_Problem description_: Recast everything from the line containing "Dataset curation — class: post box lock." down through the line containing "155,120,173,140" as a two-column CSV with the headers label_text and boxes. Give one row per text line, paired with all the box lines beneath it, with each field in quotation marks, line breaks turned into spaces, and the pictures left out.
----------
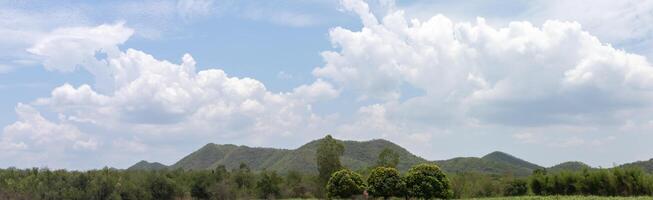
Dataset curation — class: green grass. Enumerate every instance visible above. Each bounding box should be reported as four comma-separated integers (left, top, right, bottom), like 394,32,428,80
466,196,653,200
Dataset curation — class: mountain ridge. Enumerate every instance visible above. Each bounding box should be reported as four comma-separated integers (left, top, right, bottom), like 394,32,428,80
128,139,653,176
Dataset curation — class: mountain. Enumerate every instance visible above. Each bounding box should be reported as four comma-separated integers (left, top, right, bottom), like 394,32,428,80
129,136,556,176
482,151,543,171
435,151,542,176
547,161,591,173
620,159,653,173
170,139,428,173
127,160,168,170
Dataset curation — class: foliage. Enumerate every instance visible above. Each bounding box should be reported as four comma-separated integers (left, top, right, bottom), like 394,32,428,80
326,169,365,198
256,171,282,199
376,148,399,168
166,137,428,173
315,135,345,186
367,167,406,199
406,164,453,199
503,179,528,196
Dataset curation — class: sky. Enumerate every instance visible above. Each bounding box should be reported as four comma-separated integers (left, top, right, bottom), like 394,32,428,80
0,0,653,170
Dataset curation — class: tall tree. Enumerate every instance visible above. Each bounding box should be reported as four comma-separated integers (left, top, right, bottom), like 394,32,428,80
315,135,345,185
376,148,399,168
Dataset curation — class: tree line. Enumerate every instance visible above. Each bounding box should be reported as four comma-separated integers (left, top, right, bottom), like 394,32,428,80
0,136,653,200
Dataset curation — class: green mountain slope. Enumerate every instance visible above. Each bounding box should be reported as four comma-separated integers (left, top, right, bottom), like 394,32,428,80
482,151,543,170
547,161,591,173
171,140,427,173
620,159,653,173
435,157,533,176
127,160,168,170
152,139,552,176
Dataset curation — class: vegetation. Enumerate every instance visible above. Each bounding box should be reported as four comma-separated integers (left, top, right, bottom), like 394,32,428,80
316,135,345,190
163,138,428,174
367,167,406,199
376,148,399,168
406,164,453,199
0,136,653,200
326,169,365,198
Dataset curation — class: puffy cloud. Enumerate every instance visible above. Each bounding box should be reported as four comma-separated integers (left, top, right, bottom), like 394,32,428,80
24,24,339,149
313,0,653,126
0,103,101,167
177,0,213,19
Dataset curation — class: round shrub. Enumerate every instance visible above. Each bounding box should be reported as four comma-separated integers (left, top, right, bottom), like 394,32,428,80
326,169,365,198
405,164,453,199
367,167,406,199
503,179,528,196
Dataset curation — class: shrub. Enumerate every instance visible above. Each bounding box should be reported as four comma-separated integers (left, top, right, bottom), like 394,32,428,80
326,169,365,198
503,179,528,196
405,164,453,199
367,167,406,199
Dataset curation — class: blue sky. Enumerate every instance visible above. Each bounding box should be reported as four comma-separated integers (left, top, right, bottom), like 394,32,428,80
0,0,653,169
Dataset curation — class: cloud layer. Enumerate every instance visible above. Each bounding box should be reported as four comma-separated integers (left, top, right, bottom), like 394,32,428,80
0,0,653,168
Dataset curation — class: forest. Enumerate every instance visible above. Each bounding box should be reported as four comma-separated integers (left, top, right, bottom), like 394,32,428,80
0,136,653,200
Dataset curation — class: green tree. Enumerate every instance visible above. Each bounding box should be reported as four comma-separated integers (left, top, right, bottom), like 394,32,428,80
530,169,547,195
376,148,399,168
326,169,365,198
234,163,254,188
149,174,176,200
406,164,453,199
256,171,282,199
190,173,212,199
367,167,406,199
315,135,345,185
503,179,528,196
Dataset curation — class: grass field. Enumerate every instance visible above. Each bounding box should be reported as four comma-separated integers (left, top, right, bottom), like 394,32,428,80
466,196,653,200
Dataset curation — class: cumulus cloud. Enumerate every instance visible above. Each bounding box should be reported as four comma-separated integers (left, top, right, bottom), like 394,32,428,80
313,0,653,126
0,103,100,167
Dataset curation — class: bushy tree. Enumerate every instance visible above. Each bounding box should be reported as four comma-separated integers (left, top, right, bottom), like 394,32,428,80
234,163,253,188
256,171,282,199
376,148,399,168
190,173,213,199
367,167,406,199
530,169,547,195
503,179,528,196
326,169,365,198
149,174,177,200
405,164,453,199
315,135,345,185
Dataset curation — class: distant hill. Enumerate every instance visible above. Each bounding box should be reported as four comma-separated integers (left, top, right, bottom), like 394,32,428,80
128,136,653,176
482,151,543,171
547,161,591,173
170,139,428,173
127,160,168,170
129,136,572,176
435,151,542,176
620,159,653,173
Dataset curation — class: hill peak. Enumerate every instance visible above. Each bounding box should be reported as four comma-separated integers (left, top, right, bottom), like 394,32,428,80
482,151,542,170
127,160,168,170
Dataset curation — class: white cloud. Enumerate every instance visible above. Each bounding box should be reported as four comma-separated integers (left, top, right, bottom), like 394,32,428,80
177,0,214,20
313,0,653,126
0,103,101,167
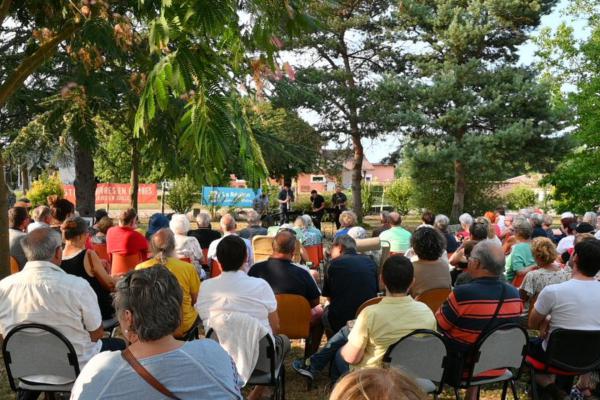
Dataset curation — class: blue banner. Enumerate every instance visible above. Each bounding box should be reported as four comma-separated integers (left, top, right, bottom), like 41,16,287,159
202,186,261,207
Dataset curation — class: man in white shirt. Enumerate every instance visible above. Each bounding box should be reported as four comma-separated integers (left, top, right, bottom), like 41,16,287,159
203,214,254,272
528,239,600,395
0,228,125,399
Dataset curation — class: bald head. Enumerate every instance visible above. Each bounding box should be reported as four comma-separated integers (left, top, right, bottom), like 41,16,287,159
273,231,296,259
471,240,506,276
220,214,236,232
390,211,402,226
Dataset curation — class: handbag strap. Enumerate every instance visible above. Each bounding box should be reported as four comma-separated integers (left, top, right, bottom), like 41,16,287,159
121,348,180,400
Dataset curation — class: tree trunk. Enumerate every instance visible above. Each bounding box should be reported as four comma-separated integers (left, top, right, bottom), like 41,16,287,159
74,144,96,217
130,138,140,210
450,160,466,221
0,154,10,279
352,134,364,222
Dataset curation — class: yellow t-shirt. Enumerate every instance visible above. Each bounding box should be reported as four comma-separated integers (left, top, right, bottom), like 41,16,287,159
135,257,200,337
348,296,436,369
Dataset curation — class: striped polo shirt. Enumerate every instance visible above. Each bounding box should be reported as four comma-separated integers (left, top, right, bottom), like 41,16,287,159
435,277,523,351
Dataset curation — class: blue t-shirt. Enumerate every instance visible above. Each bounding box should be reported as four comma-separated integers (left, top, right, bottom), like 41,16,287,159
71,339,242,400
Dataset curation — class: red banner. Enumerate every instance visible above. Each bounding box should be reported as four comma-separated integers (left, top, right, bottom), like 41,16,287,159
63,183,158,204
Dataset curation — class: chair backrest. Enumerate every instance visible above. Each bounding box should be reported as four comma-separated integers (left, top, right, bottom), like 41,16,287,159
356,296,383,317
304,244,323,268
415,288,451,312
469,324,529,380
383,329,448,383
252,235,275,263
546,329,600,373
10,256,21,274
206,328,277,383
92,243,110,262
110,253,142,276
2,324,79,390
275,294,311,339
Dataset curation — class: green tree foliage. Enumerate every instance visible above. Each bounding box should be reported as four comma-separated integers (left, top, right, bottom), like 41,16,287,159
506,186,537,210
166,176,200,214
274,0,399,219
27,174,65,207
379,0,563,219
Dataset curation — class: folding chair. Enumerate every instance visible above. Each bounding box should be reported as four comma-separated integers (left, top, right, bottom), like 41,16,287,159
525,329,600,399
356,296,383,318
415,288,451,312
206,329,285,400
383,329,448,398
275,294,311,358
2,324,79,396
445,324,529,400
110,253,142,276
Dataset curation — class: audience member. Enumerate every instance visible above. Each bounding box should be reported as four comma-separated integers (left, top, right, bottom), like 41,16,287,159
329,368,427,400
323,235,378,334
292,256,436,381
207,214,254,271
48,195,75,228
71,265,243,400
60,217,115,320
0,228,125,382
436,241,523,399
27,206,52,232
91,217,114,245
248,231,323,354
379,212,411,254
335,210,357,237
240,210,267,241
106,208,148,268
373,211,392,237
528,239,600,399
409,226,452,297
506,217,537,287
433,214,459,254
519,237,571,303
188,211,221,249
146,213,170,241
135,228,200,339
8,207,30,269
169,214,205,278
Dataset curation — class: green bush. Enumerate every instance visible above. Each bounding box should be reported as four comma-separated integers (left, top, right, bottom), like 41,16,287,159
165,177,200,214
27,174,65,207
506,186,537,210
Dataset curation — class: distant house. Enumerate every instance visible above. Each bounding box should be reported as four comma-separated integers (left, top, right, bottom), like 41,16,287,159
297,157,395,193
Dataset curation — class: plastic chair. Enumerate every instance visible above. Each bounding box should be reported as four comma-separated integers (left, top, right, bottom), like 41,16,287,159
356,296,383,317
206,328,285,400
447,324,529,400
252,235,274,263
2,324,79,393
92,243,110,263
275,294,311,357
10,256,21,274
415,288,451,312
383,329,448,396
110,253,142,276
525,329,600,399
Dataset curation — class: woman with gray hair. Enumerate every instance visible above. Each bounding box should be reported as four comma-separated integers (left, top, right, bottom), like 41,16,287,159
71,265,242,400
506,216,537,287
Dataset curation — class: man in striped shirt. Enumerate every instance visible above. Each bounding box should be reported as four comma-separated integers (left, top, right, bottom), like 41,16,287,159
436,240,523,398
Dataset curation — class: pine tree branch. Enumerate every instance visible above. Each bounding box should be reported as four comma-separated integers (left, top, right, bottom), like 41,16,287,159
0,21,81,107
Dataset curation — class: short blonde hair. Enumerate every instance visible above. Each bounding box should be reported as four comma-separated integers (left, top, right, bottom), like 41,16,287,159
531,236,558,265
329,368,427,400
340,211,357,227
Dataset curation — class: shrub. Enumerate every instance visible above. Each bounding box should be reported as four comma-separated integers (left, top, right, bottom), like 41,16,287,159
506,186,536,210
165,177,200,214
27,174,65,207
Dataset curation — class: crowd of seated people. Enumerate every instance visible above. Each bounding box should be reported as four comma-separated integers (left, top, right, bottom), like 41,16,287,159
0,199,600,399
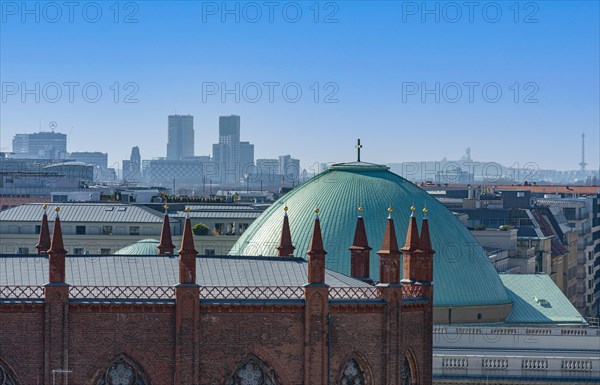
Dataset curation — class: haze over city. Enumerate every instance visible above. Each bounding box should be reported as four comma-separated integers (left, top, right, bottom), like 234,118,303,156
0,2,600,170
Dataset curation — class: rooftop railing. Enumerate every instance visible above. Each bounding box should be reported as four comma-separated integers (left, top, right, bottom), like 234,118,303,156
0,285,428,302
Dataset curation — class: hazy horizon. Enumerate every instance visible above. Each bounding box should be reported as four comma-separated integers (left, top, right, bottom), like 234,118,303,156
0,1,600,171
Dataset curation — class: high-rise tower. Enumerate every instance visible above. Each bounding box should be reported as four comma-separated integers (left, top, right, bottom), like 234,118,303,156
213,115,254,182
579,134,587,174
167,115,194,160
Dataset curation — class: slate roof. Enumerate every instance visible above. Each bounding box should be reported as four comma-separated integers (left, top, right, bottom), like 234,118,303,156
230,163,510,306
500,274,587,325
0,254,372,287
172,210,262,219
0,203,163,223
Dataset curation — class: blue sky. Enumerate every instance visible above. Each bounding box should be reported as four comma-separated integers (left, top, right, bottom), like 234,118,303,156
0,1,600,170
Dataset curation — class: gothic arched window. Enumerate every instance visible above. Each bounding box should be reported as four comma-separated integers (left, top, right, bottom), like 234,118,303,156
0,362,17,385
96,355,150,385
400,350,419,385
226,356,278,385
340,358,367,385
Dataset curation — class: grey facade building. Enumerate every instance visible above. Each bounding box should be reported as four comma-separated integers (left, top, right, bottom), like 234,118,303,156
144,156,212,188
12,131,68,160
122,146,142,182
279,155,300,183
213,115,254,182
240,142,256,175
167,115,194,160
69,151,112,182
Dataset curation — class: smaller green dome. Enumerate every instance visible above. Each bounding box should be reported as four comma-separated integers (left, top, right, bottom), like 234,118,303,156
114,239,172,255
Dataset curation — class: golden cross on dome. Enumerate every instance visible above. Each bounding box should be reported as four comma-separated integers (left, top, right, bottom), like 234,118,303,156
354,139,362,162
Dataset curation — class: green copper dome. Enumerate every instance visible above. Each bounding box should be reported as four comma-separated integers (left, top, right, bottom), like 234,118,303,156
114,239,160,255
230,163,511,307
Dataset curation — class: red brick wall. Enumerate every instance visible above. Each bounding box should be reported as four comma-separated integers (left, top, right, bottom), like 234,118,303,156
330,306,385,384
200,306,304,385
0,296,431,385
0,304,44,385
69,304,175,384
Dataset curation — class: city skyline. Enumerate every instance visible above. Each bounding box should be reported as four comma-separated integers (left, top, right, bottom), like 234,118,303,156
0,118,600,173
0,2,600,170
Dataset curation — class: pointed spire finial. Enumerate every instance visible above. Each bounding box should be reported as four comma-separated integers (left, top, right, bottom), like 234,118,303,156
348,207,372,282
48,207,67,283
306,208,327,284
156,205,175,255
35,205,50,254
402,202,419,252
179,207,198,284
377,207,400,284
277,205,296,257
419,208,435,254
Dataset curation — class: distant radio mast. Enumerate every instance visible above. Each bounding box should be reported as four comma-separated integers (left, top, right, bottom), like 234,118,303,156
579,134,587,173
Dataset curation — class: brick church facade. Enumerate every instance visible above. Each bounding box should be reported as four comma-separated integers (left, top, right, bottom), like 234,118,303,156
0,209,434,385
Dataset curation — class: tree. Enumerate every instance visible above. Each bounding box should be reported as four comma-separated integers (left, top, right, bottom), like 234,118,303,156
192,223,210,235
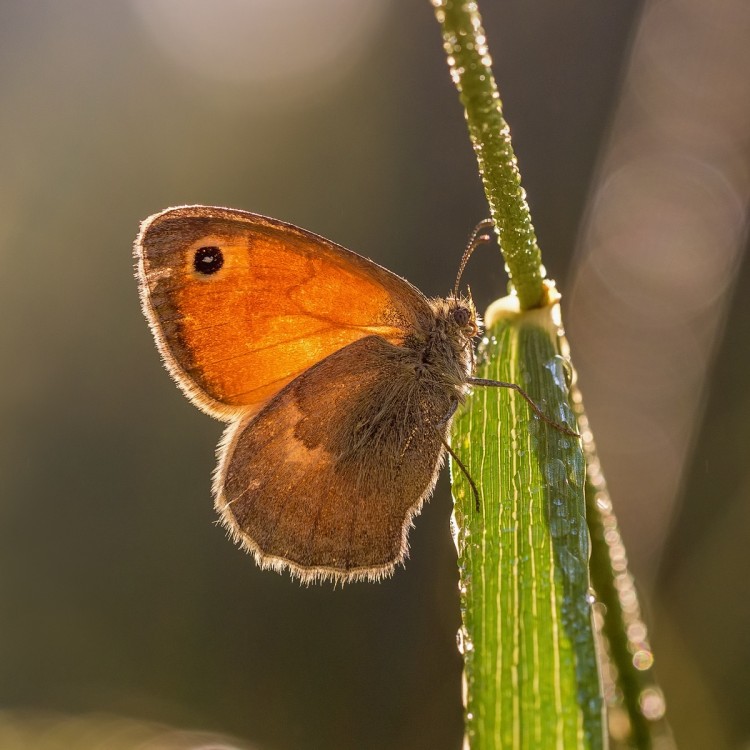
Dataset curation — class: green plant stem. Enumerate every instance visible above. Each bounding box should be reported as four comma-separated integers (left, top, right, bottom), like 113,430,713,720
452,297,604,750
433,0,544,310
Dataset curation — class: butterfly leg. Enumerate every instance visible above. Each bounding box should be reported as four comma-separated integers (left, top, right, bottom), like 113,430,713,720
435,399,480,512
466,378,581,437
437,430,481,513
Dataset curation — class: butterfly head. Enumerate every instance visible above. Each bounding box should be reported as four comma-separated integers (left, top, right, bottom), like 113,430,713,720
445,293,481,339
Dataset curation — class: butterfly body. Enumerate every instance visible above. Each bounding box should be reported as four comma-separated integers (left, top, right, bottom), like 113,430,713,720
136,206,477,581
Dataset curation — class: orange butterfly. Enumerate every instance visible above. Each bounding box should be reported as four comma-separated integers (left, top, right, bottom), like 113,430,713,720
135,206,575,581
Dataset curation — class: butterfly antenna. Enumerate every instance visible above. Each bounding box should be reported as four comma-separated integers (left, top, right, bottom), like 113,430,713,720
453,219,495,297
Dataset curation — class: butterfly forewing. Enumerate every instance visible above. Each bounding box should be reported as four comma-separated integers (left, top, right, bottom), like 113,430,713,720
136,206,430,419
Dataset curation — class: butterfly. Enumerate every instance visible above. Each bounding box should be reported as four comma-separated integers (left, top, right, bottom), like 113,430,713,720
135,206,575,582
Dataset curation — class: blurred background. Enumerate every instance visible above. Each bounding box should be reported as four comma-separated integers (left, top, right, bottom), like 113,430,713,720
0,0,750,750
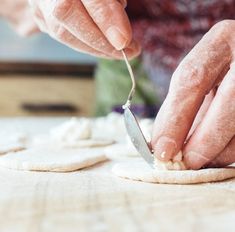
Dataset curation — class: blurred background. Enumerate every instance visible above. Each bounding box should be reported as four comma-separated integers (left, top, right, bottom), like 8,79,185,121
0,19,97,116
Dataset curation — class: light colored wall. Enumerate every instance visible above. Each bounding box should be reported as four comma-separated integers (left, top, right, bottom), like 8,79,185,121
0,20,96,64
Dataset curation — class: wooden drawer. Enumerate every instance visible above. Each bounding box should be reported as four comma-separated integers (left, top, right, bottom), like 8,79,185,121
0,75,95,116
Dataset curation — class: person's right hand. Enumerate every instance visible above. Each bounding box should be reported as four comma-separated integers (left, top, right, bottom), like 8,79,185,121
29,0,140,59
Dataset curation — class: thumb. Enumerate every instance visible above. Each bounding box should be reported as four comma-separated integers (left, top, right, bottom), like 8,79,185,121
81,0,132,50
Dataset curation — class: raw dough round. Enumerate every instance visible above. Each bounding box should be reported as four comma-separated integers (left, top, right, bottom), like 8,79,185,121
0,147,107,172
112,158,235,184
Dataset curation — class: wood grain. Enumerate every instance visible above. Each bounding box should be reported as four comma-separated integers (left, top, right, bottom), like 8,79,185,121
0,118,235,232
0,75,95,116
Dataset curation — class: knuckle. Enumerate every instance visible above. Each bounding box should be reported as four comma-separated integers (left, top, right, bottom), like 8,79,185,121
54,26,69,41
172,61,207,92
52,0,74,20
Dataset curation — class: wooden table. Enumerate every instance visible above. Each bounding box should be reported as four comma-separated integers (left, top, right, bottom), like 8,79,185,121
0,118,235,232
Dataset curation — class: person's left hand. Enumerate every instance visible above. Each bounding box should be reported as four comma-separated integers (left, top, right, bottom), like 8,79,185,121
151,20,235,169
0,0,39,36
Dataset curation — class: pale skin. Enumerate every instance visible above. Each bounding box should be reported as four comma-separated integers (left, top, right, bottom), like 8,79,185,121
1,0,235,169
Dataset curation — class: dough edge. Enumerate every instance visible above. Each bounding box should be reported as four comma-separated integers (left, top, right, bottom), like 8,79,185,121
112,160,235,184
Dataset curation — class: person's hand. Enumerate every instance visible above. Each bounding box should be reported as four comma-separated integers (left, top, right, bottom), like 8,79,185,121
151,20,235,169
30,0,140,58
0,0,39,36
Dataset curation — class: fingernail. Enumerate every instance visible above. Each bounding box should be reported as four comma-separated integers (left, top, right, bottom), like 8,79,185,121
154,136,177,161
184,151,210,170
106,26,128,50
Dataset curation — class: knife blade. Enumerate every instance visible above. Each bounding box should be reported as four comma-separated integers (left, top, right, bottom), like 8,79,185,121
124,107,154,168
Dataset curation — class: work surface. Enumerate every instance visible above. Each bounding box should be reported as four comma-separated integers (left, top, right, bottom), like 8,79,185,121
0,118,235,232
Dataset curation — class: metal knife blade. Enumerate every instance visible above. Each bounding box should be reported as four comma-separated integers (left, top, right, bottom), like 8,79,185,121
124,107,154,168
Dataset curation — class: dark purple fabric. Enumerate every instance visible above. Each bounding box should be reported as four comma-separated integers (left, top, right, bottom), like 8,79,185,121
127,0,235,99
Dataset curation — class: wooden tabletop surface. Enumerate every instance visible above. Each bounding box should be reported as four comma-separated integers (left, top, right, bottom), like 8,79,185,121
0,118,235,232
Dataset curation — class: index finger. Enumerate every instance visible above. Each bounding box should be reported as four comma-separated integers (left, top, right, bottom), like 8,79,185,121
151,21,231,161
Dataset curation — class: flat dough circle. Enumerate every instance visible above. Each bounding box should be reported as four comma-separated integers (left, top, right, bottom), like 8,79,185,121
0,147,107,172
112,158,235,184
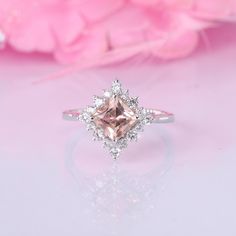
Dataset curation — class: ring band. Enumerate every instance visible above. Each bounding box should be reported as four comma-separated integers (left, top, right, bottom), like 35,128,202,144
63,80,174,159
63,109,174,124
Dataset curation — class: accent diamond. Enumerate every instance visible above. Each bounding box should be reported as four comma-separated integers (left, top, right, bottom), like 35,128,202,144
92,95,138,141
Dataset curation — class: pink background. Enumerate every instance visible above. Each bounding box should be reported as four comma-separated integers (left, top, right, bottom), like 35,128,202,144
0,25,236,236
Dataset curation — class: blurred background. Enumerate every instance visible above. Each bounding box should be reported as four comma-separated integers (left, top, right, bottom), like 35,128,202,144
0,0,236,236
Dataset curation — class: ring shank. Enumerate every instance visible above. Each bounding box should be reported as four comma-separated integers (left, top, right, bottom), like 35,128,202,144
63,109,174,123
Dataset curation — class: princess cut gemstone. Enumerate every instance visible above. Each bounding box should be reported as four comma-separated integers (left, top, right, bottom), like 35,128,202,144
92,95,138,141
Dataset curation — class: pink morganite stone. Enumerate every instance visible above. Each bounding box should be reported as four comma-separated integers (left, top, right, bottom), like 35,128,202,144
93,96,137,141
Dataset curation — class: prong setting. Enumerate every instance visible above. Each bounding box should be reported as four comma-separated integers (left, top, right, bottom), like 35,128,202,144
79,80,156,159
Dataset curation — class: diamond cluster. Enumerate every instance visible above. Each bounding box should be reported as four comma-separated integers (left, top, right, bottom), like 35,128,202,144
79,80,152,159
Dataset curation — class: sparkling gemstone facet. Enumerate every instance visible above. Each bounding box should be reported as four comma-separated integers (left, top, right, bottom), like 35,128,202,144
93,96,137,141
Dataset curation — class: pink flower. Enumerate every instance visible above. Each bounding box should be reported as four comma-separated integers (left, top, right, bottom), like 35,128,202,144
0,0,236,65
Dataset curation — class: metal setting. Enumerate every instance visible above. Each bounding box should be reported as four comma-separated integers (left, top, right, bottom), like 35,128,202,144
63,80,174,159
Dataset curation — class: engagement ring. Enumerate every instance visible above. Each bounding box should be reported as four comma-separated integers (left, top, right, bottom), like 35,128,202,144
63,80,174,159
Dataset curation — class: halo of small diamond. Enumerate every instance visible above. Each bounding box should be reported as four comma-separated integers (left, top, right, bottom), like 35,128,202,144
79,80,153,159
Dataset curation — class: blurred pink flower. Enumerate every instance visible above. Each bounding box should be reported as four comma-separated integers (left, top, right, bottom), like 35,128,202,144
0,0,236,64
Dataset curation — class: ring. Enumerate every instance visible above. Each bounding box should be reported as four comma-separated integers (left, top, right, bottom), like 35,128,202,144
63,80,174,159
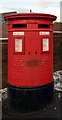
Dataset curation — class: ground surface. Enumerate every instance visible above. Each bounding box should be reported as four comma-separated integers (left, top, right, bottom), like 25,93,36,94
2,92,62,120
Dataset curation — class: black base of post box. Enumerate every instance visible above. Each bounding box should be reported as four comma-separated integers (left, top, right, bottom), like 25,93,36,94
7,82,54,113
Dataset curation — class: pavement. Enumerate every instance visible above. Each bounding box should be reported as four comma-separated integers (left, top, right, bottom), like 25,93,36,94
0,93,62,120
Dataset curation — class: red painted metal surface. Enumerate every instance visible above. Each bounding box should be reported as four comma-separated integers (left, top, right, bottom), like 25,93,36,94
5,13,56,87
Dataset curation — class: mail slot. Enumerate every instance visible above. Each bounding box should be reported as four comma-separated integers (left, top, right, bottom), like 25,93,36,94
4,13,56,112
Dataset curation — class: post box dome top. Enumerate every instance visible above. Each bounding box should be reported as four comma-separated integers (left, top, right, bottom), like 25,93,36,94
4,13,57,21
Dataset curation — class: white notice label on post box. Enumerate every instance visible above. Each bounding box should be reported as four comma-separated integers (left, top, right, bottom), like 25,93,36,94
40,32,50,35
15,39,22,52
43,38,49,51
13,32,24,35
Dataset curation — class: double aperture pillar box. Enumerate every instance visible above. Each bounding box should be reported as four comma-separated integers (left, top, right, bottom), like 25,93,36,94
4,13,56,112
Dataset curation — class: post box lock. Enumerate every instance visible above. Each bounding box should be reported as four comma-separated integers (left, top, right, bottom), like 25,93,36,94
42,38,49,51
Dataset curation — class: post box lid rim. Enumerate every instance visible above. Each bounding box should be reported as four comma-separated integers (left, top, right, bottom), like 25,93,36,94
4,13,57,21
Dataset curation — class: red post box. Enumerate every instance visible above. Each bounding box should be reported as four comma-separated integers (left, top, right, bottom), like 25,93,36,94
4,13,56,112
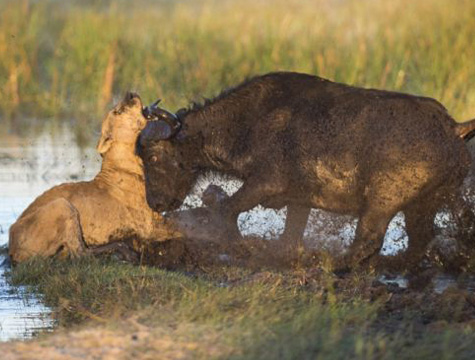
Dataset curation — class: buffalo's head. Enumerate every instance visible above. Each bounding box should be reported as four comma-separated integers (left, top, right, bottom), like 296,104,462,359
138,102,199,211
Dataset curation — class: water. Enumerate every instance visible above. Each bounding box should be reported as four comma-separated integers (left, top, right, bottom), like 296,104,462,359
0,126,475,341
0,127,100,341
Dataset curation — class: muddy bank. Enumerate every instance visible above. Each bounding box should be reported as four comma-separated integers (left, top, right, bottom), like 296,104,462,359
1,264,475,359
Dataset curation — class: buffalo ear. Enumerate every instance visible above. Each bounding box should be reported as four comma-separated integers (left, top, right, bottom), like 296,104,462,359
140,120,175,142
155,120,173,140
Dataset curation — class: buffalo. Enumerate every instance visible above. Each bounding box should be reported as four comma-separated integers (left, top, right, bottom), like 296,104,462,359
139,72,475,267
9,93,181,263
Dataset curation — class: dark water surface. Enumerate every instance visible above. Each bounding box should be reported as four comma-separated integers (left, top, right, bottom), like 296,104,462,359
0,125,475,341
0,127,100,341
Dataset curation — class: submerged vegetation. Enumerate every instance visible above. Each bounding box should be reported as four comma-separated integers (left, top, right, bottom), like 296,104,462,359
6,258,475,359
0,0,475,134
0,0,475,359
----------
_Task solution_:
label_text,boxes
"Dataset curation — class: post box lock. Enumerate every instance visible above. Each bounding box should be reported as four comma-separated integers (left, top, right, bottom), like 25,93,36,94","42,38,49,51"
"Dataset curation — class: post box lid rim. Enumerate every instance visible above. Each bounding box should be reported as four comma-separated integers (left, top, right, bottom), like 25,93,36,94","4,13,57,21"
"Dataset curation — class: red post box. Enumerate every instance visible above. Each bounding box should be reported as four comma-separated integers (left, top, right, bottom), like 25,93,36,94","4,13,56,112"
"Dataset curation — class: buffalo's head. Enumerate every instance visible above. Each bounding box should be reported as four comma-separated integers (left, top, right, bottom), like 296,104,462,359","138,102,199,211"
"Dataset curation — class: water. Enumerate every instance visible above. Each bounding box should be reported as four comma-separated integers (left, top, right, bottom), like 296,104,462,359","0,126,475,341 0,127,100,341"
"Dataset curation — class: muddy bank. Enumerate every instance visible above. Each bounding box should be reported as four comma-separated integers (left, top, right, bottom), like 296,104,462,359","1,264,475,359"
"Dataset curation — class: buffalo ear. Enumerate every instance visible above. Each bounding box should be reported as four comma-separated integers (left, top, right, bottom), like 296,104,462,359","140,120,175,142 155,120,173,140"